(Stored records)
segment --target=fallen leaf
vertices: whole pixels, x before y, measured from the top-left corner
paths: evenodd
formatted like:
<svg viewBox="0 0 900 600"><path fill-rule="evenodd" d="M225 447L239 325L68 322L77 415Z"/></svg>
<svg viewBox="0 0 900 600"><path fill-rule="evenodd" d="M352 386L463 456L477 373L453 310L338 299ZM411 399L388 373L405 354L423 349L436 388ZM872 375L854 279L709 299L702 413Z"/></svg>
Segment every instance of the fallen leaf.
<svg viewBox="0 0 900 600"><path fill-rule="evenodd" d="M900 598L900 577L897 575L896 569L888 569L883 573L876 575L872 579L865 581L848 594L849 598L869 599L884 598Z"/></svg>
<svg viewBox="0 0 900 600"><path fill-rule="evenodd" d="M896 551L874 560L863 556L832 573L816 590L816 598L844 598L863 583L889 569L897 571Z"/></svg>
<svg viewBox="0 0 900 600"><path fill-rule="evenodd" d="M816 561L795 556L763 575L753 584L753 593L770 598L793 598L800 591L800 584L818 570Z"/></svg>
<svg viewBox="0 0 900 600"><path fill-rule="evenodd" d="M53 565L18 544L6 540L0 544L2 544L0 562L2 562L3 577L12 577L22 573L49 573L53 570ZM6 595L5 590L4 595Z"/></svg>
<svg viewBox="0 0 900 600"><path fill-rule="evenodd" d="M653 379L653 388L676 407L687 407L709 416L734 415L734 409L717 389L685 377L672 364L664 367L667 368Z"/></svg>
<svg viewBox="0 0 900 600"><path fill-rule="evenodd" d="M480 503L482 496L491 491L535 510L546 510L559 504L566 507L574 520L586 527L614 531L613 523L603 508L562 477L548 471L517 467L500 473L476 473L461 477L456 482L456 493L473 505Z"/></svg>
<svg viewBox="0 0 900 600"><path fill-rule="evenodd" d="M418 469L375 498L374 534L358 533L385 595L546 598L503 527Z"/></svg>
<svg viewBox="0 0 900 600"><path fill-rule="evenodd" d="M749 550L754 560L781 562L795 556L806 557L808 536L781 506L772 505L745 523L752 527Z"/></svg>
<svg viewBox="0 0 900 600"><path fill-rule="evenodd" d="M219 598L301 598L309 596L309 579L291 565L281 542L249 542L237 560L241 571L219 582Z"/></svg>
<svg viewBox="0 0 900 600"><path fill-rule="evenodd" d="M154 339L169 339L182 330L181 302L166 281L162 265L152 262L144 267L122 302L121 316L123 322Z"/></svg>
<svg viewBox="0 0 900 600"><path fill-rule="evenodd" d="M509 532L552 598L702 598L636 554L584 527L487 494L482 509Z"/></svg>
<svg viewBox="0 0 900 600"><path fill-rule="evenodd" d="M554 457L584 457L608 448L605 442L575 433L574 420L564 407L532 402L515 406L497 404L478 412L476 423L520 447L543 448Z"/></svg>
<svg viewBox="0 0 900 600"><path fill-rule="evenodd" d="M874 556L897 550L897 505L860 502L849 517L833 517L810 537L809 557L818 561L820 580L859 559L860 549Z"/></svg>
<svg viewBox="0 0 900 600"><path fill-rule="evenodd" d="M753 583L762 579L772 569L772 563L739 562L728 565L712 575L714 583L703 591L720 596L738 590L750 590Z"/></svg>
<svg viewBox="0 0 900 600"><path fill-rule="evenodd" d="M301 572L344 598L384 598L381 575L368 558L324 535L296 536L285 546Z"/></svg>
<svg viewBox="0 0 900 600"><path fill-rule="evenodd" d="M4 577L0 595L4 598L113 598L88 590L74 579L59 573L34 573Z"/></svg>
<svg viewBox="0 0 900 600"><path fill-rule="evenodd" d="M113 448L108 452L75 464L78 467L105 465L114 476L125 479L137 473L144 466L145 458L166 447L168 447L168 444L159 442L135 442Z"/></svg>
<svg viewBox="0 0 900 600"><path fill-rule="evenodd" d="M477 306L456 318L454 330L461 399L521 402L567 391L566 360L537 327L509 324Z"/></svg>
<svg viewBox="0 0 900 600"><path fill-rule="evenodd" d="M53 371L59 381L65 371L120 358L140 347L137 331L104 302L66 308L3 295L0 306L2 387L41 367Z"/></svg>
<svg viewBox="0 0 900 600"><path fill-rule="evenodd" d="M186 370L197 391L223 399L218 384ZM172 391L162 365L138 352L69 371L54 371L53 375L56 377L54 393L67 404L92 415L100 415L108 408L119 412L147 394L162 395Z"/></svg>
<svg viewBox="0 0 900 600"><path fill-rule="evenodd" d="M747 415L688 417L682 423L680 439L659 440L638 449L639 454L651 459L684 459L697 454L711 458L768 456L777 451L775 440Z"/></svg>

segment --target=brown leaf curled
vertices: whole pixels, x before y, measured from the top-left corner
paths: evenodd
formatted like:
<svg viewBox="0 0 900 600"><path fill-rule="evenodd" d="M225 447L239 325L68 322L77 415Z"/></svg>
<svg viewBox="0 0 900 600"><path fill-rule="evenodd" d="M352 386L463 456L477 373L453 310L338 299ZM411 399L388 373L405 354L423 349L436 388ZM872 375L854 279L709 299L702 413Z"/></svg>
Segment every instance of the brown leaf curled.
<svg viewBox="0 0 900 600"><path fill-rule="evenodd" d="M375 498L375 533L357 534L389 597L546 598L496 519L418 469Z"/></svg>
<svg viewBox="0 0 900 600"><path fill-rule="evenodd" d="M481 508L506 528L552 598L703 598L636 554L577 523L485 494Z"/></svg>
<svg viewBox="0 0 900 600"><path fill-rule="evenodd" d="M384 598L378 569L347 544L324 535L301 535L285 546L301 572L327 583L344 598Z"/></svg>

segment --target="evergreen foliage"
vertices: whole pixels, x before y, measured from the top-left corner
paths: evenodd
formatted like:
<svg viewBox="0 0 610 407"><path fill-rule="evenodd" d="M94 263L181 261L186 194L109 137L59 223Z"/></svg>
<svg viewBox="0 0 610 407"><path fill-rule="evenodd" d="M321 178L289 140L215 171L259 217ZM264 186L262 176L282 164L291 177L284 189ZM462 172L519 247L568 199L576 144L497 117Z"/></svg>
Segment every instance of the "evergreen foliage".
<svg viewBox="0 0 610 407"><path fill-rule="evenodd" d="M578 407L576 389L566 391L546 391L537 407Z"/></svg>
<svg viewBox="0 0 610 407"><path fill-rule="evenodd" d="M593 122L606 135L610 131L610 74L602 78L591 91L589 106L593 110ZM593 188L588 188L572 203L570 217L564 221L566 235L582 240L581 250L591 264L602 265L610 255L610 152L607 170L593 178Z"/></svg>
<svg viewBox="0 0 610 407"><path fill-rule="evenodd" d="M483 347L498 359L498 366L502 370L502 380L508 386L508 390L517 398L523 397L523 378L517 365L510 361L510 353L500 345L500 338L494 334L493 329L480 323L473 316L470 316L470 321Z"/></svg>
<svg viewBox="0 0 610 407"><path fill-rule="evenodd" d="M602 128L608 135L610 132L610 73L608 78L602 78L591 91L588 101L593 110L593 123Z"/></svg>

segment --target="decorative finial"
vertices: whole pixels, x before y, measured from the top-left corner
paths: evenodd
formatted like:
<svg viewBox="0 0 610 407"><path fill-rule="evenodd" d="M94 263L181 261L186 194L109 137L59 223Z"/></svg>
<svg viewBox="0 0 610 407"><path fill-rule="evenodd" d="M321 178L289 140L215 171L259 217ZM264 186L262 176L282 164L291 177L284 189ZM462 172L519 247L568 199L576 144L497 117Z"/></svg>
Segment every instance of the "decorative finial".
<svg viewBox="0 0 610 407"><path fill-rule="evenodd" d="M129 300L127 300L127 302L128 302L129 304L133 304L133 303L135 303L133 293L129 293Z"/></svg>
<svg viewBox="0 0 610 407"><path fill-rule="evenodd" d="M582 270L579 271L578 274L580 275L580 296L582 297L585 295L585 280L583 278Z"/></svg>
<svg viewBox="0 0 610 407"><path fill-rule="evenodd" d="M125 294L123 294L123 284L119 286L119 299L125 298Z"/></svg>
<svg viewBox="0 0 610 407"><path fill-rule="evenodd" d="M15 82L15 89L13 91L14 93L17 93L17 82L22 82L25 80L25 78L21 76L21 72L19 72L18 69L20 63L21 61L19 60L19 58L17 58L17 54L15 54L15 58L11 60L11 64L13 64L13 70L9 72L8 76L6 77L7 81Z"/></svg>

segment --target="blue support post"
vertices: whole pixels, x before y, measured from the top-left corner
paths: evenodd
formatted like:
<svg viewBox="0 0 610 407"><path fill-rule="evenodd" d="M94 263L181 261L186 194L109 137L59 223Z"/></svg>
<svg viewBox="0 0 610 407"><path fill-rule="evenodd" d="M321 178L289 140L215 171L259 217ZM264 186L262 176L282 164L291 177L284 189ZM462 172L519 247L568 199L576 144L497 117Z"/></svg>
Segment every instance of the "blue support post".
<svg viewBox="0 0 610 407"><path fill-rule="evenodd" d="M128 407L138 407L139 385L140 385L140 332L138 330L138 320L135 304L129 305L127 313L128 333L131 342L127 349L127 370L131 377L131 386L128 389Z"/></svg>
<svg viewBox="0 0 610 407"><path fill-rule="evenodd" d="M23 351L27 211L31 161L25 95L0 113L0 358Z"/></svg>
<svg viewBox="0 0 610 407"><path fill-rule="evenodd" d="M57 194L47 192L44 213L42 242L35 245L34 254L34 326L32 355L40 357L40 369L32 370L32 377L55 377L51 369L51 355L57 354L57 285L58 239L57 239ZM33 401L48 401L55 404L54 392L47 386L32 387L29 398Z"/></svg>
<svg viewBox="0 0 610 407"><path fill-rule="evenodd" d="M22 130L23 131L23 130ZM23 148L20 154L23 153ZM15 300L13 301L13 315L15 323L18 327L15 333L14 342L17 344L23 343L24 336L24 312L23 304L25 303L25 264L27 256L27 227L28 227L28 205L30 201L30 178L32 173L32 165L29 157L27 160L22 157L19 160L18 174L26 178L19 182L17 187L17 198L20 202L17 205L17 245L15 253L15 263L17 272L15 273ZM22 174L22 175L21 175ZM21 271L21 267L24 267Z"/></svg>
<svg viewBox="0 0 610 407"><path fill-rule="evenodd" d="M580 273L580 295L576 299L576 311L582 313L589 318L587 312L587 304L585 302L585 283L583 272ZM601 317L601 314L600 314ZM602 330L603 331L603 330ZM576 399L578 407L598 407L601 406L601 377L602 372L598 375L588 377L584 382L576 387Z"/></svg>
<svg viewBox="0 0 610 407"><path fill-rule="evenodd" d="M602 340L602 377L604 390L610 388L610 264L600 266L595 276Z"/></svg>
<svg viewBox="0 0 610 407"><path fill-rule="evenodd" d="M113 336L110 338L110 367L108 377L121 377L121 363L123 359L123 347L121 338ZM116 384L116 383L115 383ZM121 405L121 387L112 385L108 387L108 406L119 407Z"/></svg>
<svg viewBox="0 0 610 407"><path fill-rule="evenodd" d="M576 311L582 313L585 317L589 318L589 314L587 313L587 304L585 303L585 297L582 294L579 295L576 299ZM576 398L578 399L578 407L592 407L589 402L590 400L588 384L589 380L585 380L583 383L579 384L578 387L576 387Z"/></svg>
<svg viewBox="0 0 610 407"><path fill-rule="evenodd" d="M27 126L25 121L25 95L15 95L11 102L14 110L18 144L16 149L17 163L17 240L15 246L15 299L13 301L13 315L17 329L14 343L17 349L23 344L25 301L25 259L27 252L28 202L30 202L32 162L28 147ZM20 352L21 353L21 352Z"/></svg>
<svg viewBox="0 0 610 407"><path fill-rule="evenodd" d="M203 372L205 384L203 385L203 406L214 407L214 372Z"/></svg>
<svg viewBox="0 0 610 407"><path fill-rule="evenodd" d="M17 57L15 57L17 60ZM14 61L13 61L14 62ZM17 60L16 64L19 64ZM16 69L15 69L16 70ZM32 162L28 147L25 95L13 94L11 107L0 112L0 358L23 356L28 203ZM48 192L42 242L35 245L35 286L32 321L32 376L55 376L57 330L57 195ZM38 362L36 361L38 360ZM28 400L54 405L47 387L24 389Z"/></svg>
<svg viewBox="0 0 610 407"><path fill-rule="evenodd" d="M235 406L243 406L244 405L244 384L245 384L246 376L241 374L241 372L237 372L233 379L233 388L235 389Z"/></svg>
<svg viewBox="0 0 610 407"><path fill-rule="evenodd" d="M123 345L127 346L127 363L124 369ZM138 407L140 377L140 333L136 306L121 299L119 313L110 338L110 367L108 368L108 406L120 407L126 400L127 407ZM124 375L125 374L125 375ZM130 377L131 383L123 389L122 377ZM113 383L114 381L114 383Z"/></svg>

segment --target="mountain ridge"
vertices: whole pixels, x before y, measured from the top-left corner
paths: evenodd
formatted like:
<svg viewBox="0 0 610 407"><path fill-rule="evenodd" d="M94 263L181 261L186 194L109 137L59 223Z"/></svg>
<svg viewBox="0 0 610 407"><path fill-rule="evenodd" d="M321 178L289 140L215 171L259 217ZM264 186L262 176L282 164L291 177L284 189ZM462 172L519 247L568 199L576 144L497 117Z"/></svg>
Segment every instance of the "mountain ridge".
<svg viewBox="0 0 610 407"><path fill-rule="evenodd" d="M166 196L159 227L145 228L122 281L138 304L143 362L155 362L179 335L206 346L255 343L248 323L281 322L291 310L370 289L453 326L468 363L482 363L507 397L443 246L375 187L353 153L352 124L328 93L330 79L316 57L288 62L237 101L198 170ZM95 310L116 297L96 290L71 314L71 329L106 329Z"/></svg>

Task prompt
Which lines in the records above contain the string "target"? Copy each one.

Result
segment --target=fallen leaf
segment --target=brown leaf curled
segment --target="evergreen foliage"
segment --target="decorative finial"
segment --target="blue support post"
segment --target="mountain ridge"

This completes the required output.